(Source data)
◇ ◇ ◇

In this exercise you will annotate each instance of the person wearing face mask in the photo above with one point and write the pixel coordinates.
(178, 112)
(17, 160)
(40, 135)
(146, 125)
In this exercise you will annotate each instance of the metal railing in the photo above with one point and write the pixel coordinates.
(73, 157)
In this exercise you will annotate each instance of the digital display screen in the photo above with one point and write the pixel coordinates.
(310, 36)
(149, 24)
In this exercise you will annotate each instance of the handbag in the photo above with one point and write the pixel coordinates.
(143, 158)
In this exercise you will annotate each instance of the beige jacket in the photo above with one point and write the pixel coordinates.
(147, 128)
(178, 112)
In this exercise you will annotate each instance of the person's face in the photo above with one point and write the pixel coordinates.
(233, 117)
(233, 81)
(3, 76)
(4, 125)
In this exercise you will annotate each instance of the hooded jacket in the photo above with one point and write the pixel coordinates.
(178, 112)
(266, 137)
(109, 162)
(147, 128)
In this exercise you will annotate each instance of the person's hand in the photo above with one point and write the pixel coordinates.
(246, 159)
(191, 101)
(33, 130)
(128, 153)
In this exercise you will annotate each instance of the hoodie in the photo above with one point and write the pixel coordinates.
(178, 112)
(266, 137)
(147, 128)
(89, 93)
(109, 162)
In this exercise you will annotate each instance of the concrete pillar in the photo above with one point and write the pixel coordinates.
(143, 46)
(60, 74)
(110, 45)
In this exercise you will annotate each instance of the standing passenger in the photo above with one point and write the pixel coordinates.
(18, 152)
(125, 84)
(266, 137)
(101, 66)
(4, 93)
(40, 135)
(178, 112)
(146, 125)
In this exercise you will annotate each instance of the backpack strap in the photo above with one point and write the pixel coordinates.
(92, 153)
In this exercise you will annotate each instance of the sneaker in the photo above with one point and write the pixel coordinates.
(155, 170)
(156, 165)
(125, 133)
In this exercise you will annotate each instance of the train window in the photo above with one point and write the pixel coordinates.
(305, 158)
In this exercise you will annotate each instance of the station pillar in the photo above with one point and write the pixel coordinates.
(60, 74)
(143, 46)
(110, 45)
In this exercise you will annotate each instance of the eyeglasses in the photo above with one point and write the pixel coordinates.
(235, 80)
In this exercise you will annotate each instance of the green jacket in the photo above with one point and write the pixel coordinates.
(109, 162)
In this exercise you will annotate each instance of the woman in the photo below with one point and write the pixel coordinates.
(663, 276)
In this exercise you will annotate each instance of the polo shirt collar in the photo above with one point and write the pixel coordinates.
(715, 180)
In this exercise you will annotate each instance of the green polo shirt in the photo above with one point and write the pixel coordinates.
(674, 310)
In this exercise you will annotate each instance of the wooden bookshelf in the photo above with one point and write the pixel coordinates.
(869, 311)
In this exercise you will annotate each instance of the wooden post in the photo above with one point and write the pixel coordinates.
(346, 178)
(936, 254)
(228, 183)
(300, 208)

◇ ◇ ◇

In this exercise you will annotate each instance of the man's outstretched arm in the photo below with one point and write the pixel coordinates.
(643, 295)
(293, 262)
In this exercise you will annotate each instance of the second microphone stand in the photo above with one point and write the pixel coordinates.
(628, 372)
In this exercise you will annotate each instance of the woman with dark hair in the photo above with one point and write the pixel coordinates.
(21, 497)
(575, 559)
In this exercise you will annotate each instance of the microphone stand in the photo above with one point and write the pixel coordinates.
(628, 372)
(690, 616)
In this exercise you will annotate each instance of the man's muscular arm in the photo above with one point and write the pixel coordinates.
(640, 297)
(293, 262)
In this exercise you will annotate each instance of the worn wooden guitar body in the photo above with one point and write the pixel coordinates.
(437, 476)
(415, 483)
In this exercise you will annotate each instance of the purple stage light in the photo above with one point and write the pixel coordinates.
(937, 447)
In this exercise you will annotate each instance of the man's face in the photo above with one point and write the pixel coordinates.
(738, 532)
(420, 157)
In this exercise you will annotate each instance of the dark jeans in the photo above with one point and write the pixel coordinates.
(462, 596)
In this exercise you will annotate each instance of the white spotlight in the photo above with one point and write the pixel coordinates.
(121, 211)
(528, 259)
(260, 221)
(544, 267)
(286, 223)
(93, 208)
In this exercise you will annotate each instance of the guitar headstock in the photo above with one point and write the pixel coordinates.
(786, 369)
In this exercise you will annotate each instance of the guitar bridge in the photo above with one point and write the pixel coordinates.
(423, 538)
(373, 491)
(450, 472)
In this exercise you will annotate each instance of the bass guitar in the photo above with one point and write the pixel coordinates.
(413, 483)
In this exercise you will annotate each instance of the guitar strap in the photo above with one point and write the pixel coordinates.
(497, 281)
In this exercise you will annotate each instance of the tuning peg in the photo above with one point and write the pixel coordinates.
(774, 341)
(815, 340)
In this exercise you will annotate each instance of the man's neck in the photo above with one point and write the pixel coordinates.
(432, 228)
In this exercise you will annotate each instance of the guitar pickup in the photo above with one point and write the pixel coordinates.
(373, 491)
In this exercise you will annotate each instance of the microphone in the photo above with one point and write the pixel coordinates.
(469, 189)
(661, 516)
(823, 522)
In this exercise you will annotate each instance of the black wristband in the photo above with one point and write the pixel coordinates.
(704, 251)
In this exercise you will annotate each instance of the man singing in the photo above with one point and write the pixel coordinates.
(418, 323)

◇ ◇ ◇

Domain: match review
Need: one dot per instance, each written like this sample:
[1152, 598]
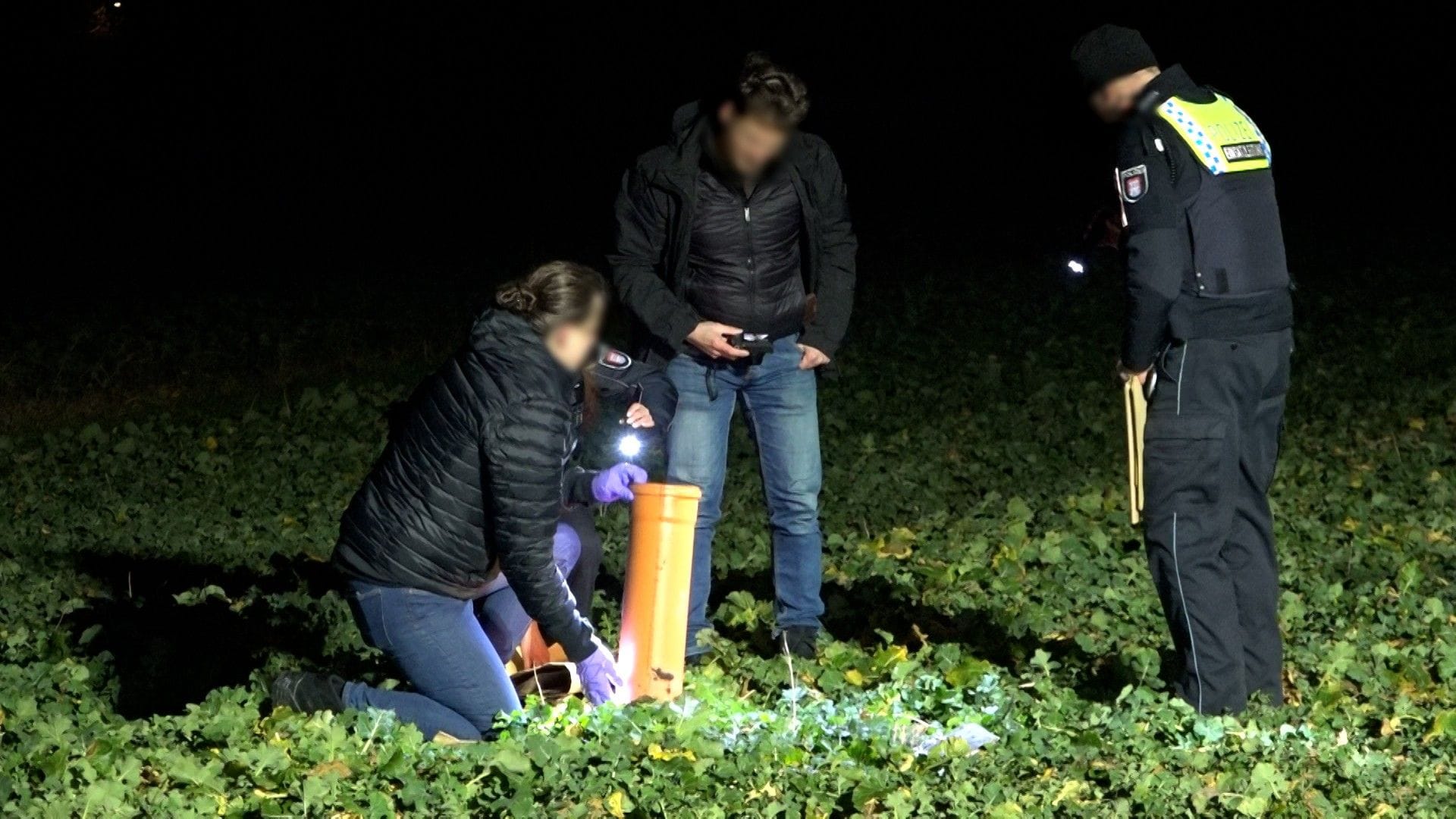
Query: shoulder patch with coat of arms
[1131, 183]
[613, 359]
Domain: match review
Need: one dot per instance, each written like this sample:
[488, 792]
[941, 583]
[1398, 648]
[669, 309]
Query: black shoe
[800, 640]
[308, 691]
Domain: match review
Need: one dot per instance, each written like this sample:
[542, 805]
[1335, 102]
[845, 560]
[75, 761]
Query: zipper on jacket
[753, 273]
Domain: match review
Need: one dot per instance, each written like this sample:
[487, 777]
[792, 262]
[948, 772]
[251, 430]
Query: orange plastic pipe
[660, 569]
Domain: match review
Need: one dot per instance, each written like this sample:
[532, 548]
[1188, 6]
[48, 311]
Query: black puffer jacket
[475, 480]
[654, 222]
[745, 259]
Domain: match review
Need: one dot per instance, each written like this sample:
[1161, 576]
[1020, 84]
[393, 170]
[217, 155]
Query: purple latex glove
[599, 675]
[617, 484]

◇ ◇ ◇

◆ SET PROBLEM ◆
From the source data above, pick out every line that contains the string "green" and copy each one.

◆ CORRECT OUTPUT ◆
In this exercise you will annotate each instance of the green jacket in the photo above with one point and write the pixel coordinates.
In this exercise you will annotate each instance of the green polo shirt in the photo above with one point and write the pixel coordinates.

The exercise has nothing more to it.